Which lines run from the one containing "Task: point out each instance of the street" through the end of the entries? Restate them word for word, and only those.
Data extract Start Marker
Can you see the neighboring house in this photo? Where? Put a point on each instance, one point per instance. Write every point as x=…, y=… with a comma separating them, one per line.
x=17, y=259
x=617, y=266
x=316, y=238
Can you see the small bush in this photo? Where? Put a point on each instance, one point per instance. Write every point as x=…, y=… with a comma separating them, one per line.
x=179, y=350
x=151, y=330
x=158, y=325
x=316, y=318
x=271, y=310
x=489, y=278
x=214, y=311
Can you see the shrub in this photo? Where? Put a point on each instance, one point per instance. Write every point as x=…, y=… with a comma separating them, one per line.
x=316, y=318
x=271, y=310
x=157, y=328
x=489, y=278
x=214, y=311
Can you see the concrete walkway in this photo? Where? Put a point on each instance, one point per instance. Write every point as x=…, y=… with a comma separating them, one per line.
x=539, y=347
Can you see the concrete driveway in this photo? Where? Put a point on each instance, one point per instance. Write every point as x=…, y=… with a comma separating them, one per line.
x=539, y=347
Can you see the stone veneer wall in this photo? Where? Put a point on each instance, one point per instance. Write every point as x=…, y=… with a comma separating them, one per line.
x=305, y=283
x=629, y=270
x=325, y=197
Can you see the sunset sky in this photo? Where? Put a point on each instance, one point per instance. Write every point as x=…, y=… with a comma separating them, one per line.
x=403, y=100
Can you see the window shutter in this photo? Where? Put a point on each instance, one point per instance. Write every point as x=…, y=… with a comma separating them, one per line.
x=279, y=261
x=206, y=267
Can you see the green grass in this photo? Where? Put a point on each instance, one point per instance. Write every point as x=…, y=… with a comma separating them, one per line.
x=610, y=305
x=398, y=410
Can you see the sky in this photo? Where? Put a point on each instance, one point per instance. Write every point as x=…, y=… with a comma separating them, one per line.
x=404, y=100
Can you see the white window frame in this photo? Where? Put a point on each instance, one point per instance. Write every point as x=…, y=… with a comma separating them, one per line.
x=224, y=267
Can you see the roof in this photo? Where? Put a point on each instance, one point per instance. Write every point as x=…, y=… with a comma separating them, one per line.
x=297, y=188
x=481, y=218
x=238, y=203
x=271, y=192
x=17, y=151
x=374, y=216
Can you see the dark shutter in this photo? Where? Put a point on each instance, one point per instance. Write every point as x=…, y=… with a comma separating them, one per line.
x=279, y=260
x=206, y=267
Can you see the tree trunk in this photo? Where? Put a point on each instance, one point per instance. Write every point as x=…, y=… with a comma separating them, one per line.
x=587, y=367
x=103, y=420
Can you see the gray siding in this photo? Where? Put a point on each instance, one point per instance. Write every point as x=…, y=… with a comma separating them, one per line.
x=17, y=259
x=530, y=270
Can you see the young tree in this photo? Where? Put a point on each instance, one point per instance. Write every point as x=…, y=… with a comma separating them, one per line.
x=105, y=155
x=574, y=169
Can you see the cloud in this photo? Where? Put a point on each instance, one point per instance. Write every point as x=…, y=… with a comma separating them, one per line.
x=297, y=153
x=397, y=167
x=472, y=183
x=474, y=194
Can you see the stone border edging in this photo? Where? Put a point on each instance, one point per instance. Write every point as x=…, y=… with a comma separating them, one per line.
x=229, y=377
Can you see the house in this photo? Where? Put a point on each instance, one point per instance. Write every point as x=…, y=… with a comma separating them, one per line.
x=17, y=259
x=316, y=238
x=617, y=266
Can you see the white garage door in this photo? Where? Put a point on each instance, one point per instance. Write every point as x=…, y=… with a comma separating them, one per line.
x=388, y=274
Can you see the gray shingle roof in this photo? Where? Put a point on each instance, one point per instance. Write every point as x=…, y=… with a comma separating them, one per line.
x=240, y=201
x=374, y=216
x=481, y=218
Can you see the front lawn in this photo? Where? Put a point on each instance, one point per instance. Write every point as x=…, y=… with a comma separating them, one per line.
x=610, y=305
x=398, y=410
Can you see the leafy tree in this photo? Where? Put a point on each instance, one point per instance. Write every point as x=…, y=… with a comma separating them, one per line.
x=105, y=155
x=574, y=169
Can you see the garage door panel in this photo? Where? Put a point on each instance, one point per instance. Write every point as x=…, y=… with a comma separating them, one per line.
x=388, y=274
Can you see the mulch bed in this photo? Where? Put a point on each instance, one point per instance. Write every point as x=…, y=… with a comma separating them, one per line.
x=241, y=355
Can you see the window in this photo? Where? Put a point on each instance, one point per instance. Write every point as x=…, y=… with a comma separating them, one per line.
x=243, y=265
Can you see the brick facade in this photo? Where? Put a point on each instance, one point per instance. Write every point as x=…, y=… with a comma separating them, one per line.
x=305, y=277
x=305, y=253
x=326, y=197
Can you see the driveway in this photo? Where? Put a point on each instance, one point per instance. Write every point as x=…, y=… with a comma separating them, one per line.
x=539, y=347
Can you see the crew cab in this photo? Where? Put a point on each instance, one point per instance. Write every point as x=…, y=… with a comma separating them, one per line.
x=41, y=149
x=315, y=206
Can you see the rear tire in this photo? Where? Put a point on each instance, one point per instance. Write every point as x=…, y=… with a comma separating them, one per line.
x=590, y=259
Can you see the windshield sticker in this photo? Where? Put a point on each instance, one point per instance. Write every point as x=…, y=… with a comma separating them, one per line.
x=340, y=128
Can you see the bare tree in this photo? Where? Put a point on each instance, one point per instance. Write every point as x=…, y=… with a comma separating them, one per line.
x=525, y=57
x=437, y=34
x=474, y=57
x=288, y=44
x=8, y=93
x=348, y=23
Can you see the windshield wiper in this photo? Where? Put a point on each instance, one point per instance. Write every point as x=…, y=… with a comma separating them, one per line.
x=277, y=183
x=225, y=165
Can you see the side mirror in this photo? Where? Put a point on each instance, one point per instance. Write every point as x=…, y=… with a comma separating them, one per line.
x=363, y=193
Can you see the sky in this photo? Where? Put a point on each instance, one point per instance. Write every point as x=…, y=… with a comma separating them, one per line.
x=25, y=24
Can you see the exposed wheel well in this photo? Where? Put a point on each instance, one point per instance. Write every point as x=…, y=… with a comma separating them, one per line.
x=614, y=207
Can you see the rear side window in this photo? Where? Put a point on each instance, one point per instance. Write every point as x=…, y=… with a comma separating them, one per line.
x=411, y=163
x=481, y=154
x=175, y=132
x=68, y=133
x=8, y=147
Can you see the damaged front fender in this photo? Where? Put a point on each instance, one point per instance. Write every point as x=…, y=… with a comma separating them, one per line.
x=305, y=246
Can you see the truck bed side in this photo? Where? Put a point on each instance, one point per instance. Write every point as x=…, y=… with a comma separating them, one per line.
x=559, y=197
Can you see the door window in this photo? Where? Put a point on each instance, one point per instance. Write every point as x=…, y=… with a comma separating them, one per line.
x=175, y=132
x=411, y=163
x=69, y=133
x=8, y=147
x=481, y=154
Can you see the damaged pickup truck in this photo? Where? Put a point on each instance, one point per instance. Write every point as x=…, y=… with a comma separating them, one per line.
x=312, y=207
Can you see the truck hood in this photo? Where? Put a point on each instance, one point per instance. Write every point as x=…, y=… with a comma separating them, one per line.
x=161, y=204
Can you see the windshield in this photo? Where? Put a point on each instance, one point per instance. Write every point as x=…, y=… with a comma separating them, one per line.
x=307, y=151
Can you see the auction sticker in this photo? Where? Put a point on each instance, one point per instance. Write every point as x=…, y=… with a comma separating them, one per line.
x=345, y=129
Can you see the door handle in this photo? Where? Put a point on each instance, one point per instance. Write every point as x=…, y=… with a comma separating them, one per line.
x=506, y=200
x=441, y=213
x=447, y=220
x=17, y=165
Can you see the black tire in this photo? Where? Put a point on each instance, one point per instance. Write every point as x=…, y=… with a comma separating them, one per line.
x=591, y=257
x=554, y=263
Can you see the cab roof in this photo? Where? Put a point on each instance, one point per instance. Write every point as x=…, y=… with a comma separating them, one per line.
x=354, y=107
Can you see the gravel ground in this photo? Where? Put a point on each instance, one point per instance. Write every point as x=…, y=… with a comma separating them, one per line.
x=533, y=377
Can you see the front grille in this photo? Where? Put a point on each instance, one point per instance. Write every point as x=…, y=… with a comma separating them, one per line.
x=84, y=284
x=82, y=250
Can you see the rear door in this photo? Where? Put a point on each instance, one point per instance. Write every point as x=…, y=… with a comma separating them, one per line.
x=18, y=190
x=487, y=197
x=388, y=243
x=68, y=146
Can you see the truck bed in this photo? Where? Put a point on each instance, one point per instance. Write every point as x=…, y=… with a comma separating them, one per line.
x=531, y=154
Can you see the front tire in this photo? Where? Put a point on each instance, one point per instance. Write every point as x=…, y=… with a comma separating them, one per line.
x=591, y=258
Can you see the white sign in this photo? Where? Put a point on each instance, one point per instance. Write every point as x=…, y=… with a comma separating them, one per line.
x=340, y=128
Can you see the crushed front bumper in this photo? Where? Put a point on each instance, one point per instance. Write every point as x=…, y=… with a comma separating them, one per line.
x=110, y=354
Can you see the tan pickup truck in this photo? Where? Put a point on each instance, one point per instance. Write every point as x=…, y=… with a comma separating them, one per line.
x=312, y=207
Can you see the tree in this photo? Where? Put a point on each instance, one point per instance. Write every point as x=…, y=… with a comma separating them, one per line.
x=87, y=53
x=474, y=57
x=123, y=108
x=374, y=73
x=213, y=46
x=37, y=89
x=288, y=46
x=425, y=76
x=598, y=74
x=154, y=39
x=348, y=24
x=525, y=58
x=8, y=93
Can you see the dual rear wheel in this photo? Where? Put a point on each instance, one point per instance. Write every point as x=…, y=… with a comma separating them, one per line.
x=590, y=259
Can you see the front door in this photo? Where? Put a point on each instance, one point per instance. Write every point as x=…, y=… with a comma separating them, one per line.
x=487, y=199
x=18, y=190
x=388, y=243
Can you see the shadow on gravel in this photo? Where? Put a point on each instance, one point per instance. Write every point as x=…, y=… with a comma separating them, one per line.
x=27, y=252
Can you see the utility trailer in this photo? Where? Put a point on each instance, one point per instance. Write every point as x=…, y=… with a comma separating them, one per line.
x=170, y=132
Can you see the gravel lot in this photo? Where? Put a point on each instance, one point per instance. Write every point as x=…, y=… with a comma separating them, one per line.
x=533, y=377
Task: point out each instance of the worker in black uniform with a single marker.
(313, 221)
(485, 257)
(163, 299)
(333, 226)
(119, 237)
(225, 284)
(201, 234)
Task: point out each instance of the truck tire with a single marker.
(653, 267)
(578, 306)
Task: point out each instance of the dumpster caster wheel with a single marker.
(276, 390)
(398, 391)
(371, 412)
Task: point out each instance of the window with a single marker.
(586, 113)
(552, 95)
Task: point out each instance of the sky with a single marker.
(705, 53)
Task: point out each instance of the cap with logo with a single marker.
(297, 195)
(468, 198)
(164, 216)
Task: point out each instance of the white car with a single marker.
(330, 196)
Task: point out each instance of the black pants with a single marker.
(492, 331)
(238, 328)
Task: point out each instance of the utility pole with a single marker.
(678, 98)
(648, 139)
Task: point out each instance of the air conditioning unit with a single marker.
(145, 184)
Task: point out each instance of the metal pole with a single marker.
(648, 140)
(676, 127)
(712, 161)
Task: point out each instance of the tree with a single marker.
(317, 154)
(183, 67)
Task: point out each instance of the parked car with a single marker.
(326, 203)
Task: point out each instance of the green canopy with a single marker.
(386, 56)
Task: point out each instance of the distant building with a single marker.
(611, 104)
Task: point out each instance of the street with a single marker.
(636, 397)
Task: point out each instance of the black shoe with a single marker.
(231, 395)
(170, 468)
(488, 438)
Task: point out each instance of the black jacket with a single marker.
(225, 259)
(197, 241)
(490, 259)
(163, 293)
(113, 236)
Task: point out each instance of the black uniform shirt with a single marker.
Data extract End Marker
| Finished task |
Task: point out each instance of the street with a single marker.
(636, 397)
Task: point out each instance of the black shoe with a single marker.
(231, 395)
(170, 468)
(488, 438)
Task: point out each instance of the black jacket with a single marker.
(225, 259)
(197, 241)
(490, 259)
(163, 293)
(113, 236)
Task: point out each instance of the black uniform shirt with a single marker.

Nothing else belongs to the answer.